* [Natural-language object grounding data]

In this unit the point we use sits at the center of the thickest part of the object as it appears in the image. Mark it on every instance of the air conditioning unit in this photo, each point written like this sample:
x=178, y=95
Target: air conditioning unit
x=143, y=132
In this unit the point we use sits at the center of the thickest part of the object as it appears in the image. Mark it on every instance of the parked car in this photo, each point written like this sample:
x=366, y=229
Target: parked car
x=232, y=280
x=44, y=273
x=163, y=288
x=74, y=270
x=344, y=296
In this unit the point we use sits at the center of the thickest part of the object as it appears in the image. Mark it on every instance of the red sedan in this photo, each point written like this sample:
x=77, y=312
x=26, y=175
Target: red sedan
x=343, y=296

* [THE PROBLEM]
Transcribe every entry exactly.

* [ANSWER TO THIS PROBLEM]
In this unit the point we use sits at the center of the thickest part of the object as it appears in the image. Mark it on every instance of the air conditioning unit in this photo, each point written like this sample:
x=178, y=95
Target: air conditioning unit
x=143, y=132
In this unit the point we use sits at the center of the thickest part of the object as it appears in the image. Mark it on every instance of the parked car in this photo, each point written like this sample:
x=366, y=229
Target: parked car
x=232, y=280
x=44, y=273
x=163, y=288
x=74, y=270
x=344, y=296
In this unit the point we use sits at the center of the thickest part of the object as it appears in the image. Mark it on every instance of the red sedan in this photo, each point written like this sample:
x=77, y=312
x=26, y=175
Target: red sedan
x=343, y=296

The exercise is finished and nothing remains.